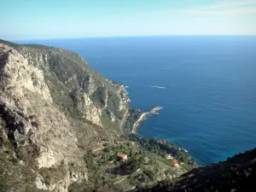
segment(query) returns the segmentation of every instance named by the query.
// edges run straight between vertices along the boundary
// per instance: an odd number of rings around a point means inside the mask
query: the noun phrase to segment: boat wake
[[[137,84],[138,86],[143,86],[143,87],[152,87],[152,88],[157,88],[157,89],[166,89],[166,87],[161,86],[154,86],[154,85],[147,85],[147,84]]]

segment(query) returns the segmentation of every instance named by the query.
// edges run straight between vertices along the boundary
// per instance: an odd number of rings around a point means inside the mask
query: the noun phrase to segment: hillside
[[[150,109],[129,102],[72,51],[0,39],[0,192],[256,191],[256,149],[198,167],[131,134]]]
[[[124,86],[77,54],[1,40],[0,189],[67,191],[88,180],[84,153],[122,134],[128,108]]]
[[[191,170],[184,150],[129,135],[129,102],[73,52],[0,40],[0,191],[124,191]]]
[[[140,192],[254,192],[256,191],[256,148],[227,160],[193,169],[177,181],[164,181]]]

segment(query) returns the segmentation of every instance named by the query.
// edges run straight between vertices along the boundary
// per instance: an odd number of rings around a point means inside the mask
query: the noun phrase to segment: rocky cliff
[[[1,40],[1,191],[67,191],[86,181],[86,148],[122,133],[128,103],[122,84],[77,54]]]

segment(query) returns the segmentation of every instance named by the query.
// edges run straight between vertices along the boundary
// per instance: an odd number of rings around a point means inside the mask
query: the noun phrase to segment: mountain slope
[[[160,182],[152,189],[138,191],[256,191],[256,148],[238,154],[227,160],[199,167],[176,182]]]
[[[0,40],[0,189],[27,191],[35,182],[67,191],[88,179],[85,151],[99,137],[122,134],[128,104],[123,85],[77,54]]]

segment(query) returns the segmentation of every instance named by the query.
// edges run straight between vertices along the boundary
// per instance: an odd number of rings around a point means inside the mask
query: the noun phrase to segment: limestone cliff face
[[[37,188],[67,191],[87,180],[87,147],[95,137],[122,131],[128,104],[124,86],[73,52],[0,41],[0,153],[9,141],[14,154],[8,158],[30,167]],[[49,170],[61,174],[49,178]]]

- - - -

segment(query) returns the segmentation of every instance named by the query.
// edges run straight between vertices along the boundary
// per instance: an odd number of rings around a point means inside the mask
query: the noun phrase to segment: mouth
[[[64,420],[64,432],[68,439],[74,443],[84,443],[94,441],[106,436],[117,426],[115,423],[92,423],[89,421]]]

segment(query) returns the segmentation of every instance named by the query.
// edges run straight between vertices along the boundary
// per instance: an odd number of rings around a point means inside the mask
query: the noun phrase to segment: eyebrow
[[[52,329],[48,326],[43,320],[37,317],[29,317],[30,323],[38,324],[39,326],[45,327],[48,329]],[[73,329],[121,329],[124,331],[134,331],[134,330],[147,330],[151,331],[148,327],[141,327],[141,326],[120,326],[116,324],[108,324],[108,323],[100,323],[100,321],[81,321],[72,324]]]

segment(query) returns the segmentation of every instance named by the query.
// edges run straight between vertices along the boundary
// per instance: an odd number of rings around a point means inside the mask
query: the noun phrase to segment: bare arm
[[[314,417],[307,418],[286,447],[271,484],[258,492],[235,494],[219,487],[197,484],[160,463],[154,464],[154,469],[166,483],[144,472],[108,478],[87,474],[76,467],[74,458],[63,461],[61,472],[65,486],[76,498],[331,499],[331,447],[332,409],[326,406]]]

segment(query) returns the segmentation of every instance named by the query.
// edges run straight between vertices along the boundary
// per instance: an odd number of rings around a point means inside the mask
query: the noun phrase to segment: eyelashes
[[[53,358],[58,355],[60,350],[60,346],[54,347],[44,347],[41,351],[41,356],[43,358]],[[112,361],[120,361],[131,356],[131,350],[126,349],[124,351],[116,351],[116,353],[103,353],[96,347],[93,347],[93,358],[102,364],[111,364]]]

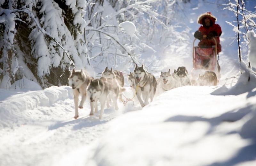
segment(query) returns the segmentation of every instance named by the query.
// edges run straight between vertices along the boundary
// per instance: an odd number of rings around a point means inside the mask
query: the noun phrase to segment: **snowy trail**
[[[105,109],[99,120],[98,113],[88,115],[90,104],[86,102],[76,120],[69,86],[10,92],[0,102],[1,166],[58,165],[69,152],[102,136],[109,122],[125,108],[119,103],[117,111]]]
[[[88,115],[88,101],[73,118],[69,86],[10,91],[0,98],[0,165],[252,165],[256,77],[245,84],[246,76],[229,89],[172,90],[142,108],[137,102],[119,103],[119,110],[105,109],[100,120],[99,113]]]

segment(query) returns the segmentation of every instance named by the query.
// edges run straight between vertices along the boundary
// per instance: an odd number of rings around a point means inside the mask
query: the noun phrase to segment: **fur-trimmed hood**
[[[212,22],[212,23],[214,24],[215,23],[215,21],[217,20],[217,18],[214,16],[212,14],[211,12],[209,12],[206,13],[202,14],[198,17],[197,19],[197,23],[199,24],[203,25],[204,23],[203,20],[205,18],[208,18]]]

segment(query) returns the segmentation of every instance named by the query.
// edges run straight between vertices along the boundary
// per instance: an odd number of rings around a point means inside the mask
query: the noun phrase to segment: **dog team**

- - - -

Please gather every line in the entries that contains the string "cliff", matching case exactly.

The solution
query: the noun phrase to segment: rocky cliff
query: the noun phrase to segment: limestone cliff face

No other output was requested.